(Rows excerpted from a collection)
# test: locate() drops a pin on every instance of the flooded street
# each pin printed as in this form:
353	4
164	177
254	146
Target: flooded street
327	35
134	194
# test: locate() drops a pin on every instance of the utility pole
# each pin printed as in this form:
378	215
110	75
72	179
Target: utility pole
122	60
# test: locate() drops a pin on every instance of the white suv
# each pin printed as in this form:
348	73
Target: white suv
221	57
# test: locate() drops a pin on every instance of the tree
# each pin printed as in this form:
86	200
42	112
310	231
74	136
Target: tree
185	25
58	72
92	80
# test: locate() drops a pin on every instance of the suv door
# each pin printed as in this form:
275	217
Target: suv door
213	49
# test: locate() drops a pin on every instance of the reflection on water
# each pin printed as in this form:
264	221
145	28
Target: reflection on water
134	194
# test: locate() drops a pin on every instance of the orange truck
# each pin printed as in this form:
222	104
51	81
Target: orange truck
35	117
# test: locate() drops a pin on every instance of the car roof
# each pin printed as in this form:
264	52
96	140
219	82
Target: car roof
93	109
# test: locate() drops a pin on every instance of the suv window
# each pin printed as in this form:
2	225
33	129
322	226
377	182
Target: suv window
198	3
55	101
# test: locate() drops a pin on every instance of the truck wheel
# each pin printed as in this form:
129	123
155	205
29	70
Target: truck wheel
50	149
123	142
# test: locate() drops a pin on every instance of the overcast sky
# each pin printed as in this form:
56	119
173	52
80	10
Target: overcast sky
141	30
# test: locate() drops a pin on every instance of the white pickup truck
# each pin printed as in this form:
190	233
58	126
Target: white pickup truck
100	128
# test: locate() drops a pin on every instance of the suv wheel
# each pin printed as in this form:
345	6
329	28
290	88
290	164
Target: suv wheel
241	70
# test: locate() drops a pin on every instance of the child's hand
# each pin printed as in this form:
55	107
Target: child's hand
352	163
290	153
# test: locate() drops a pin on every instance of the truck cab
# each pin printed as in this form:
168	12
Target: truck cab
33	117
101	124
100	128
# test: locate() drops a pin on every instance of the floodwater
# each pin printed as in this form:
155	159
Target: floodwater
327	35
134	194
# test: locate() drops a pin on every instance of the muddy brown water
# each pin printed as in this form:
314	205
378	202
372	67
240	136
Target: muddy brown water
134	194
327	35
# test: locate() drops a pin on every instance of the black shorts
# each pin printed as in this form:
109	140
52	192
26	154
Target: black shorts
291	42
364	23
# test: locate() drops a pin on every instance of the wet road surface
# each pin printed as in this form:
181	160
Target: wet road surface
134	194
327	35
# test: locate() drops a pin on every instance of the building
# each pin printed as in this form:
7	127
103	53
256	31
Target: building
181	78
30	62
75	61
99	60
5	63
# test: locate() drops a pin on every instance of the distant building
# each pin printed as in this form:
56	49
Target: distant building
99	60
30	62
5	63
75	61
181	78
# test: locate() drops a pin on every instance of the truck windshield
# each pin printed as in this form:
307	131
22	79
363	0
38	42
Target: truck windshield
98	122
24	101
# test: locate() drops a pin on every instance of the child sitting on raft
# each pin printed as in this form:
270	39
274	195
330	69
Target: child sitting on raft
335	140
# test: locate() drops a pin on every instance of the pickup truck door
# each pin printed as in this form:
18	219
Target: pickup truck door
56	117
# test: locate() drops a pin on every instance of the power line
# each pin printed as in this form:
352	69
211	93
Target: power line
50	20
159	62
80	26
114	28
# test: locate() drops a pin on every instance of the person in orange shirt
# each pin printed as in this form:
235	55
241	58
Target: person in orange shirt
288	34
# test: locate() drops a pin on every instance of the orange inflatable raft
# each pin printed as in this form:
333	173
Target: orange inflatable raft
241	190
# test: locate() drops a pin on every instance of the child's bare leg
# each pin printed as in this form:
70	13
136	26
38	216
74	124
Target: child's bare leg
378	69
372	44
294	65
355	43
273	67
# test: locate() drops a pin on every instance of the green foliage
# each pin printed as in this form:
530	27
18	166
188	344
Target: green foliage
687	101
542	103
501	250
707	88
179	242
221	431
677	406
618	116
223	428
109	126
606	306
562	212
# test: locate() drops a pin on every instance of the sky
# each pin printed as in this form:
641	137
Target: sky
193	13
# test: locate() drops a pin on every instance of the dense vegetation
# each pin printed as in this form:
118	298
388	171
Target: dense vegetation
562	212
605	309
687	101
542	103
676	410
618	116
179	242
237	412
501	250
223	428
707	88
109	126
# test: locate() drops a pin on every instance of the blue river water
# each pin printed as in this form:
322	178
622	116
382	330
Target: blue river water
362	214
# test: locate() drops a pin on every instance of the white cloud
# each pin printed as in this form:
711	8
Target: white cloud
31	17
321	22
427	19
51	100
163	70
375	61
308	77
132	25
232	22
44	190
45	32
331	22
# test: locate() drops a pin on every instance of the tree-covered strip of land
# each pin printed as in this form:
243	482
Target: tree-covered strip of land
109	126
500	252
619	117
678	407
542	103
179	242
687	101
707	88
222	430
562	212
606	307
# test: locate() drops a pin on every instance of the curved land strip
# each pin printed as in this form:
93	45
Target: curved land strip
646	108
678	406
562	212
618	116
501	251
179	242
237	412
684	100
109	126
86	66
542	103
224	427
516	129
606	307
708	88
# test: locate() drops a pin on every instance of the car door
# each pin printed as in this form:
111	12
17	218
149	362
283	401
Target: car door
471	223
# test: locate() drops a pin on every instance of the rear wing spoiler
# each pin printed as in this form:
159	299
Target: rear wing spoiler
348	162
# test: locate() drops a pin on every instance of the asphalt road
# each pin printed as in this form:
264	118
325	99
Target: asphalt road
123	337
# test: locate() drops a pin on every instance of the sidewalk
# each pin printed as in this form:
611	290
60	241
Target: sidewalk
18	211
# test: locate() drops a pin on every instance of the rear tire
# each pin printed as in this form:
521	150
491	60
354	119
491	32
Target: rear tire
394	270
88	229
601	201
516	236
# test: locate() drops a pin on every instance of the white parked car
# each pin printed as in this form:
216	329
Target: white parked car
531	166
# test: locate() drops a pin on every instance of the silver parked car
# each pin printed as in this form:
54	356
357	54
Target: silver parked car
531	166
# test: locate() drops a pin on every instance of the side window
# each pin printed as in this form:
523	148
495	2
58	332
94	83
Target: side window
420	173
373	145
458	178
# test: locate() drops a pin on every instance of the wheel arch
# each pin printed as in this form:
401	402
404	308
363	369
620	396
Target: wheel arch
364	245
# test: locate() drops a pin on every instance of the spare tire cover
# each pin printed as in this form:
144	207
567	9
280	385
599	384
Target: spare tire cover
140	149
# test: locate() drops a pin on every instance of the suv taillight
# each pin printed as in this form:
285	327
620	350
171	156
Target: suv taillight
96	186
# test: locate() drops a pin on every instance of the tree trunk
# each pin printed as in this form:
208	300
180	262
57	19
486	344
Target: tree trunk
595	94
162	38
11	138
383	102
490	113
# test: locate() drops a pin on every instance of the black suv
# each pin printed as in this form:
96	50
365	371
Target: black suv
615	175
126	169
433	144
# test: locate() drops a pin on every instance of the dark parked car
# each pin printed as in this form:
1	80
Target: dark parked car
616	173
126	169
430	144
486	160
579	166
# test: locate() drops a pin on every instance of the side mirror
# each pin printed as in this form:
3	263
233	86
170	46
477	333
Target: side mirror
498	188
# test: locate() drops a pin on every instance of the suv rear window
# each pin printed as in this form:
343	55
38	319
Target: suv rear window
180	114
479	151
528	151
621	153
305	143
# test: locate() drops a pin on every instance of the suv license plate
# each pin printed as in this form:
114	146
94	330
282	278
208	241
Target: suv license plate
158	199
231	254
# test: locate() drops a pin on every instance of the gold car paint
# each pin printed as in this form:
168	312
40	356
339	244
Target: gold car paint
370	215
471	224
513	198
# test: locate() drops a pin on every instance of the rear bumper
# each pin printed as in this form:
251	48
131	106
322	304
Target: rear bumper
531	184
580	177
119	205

...

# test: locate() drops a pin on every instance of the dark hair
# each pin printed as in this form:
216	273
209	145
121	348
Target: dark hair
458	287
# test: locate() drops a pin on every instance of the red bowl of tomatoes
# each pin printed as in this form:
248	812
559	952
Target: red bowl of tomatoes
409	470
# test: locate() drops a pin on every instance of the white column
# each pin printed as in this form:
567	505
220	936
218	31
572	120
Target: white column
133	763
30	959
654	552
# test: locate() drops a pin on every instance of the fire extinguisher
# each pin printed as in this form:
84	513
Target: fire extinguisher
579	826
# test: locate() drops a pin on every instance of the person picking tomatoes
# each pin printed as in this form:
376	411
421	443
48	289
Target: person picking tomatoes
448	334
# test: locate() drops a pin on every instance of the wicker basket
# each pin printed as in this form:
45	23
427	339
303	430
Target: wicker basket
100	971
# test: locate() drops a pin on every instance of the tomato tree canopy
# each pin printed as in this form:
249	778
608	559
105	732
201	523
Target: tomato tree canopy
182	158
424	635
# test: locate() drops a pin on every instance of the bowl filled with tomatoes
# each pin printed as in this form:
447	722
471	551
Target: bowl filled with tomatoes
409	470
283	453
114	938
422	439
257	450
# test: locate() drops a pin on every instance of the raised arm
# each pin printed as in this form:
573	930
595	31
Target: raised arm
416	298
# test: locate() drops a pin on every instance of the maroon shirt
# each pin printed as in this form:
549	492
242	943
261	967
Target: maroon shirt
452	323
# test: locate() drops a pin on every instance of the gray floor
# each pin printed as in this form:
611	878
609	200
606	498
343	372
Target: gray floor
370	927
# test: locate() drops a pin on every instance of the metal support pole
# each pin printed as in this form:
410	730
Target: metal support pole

(REQUIRED WORK): Please report how many lines in the rows above contain the string "power", matching case exactly. Give only the number.

(SOLUTION TO THE EXERCISE): 2